#### [Selection]
════════════════════

Engine Maintenance Programs: Are They Worth It?

Engine Maintenance  Programs: Are They Worth It?

Engine Maintenance Programs: Are They Worth It?

If you want to start a lively discussion with turbine and turboprop aircraft owners, ask their opinion about engine maintenance programs. Some owners consider them cost-effective, while others believe it is financially advantageous to pay directly for repairs and inspections as required. I own turbine-powered airplanes as well as assist owners with acquiring or selling their aircraft, and this is always a topic of discussion. One question is how do the engine programs affect the value of an aircraft?

Turbine engine maintenance programs or service contracts (sometimes called “power by the hour”) provide parts and inspection coverage on engines to owners in exchange for a set fee per hour. Providers of these programs include the engine manufacturers, aircraft manufacturers and independent companies such as JSSI and Aviall. Similar to insurance, these plans are a way to mitigate financial risk.

════════════════════

#### [Written request a]
Copy the whole article on engine maintenance programs word for word.

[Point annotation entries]
════════════════════

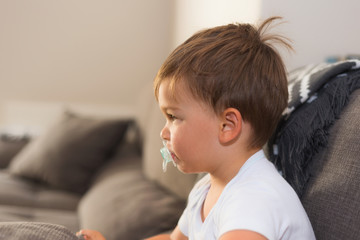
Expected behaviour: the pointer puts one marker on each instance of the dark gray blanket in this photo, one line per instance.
(318, 93)
(34, 231)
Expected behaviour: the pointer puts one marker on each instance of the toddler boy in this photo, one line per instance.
(223, 92)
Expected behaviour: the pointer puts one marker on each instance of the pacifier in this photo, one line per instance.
(166, 155)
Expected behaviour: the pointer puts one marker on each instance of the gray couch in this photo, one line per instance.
(94, 172)
(127, 196)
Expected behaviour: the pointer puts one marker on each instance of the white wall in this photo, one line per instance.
(194, 15)
(85, 51)
(102, 52)
(318, 28)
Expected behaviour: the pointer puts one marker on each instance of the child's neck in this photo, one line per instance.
(232, 165)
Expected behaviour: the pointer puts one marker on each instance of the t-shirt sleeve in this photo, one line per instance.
(183, 223)
(252, 212)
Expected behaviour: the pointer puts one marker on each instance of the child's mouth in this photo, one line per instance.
(167, 157)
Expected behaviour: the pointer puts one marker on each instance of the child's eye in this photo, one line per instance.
(171, 117)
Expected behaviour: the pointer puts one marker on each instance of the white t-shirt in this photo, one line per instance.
(256, 199)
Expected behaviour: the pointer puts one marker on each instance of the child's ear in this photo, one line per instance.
(231, 124)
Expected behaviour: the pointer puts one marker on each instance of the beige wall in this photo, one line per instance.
(85, 51)
(102, 52)
(318, 28)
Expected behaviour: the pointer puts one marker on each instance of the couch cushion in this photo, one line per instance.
(123, 204)
(332, 194)
(67, 155)
(10, 145)
(172, 179)
(17, 191)
(34, 231)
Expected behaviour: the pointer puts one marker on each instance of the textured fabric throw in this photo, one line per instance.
(34, 231)
(317, 94)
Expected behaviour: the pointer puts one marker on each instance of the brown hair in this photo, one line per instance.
(235, 66)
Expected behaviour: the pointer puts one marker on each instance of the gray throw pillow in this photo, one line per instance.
(68, 154)
(34, 231)
(10, 146)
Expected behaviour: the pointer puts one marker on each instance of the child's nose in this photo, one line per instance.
(165, 133)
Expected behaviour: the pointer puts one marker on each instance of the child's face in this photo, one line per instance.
(191, 129)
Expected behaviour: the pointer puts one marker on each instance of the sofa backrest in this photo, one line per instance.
(332, 195)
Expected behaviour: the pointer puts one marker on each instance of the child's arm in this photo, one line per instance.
(175, 235)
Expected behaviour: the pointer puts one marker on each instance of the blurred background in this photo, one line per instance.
(104, 52)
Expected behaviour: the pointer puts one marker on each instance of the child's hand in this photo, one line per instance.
(90, 234)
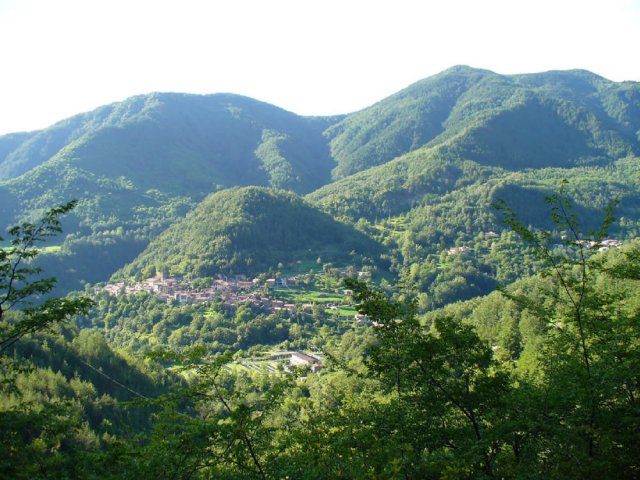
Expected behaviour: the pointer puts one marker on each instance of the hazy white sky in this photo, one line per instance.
(312, 57)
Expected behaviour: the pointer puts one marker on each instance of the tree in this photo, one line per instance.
(19, 289)
(586, 413)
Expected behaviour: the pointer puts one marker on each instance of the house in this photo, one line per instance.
(463, 250)
(302, 359)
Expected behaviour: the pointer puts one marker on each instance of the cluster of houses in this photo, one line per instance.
(300, 359)
(232, 293)
(602, 245)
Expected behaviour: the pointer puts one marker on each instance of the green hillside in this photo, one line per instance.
(519, 121)
(139, 166)
(248, 231)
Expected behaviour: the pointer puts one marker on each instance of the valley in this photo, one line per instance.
(456, 263)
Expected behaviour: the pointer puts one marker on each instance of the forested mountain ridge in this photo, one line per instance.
(249, 230)
(539, 379)
(140, 165)
(514, 121)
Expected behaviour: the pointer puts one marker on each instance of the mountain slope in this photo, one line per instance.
(517, 121)
(248, 231)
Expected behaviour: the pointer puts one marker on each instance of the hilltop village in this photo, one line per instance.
(232, 292)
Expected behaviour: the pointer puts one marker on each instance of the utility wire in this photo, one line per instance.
(113, 379)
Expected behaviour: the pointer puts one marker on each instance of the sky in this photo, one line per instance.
(63, 57)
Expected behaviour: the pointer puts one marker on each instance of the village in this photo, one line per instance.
(232, 292)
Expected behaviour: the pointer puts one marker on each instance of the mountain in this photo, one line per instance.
(514, 121)
(249, 230)
(140, 165)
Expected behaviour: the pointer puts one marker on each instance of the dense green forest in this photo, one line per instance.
(459, 260)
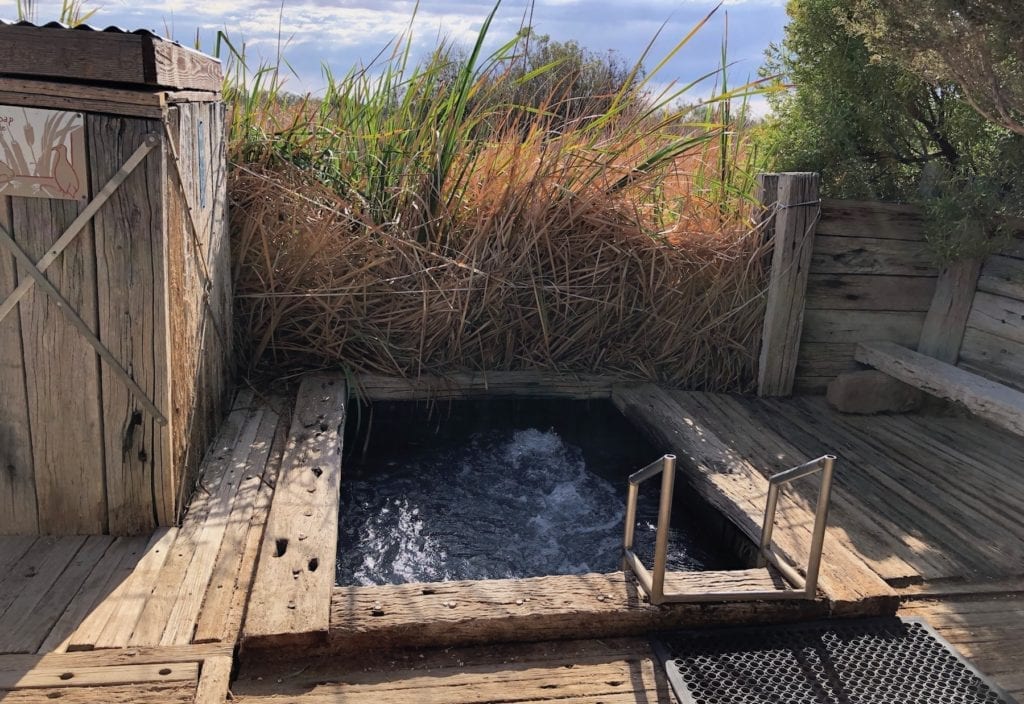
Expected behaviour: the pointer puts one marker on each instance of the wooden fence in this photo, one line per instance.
(115, 305)
(866, 274)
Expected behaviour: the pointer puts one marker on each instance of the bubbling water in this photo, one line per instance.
(500, 504)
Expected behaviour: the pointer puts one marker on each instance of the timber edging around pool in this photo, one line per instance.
(295, 602)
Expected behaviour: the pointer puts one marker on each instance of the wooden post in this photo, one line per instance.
(797, 213)
(946, 319)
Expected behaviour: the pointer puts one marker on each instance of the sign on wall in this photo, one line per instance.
(42, 154)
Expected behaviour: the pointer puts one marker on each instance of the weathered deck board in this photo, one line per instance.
(541, 608)
(612, 671)
(738, 490)
(292, 590)
(24, 631)
(988, 630)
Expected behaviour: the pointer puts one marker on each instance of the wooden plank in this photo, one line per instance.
(145, 693)
(230, 570)
(483, 385)
(24, 631)
(97, 585)
(872, 219)
(462, 613)
(864, 292)
(230, 628)
(105, 57)
(110, 599)
(795, 222)
(12, 547)
(131, 600)
(158, 609)
(825, 359)
(1003, 276)
(850, 326)
(997, 315)
(108, 658)
(68, 96)
(184, 613)
(292, 592)
(24, 586)
(991, 400)
(98, 676)
(738, 491)
(17, 481)
(132, 322)
(98, 57)
(69, 464)
(214, 679)
(943, 330)
(993, 357)
(178, 67)
(871, 256)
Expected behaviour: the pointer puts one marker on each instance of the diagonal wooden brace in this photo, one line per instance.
(80, 324)
(81, 221)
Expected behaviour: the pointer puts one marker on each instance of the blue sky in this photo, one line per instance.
(341, 33)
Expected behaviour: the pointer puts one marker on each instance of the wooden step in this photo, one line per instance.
(987, 399)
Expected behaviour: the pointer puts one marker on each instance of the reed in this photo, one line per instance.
(410, 221)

════════════════════

#### [Written request b]
Repeat everything in the entries from the line containing "pool in this photo, one line per instance." down to the last line of the entries, both ends included, unchanged.

#### [Finished answer a]
Engine Maintenance Programs: Are They Worth It?

Engine Maintenance  Programs: Are They Worth It?

Engine Maintenance Programs: Are They Worth It?

If you want to start a lively discussion with turbine and turboprop aircraft owners, ask their opinion about engine maintenance programs. Some owners consider them cost-effective, while others believe it is financially advantageous to pay directly for repairs and inspections as required. I own turbine-powered airplanes as well as assist owners with acquiring or selling their aircraft, and this is always a topic of discussion. One question is how do the engine programs affect the value of an aircraft?

Turbine engine maintenance programs or service contracts (sometimes called “power by the hour”) provide parts and inspection coverage on engines to owners in exchange for a set fee per hour. Providers of these programs include the engine manufacturers, aircraft manufacturers and independent companies such as JSSI and Aviall. Similar to insurance, these plans are a way to mitigate financial risk.

#### [Finished answer b]
Expected behaviour: the pointer puts one marker on each instance of the timber edging around pool in this photo, one line per instance.
(295, 602)
Expected behaviour: the pointer puts one marker on each instance of the wooden post in this photo, one line per instance.
(797, 213)
(946, 319)
Expected behaviour: the pointer puts one marker on each instance of the sign on wall in this photo, one line per instance.
(42, 154)
Expected behaviour: the pointer puts one marker on each instance of the weathered deck board in this photo, one line per instance.
(541, 608)
(612, 671)
(738, 490)
(292, 590)
(24, 631)
(988, 630)
Expected behaviour: the pointer puts one marker on each instance of the wooden plank in this photo, one line per instance.
(145, 693)
(230, 570)
(483, 385)
(24, 631)
(97, 585)
(872, 219)
(462, 613)
(864, 292)
(230, 628)
(105, 57)
(110, 599)
(795, 222)
(12, 547)
(131, 600)
(158, 609)
(825, 359)
(1003, 276)
(850, 326)
(997, 315)
(108, 658)
(68, 96)
(184, 613)
(292, 592)
(24, 586)
(991, 400)
(98, 676)
(738, 491)
(17, 481)
(132, 322)
(98, 57)
(69, 464)
(214, 679)
(943, 330)
(993, 357)
(178, 67)
(871, 256)
Expected behaviour: the pointer puts one marker on each instance of the diagonal wooden brace in this photo, one line per instance.
(80, 324)
(81, 221)
Expected behaviour: the pointer puts one marker on each instance of the blue sky in this photo, one line per instance.
(341, 33)
Expected behaviour: the pointer puts one marker on each instance of the wooden step in this photo, one line per instance.
(987, 399)
Expected behaviour: the pointer puts one marker on each instance of the reed in this photo, one line per instance.
(410, 221)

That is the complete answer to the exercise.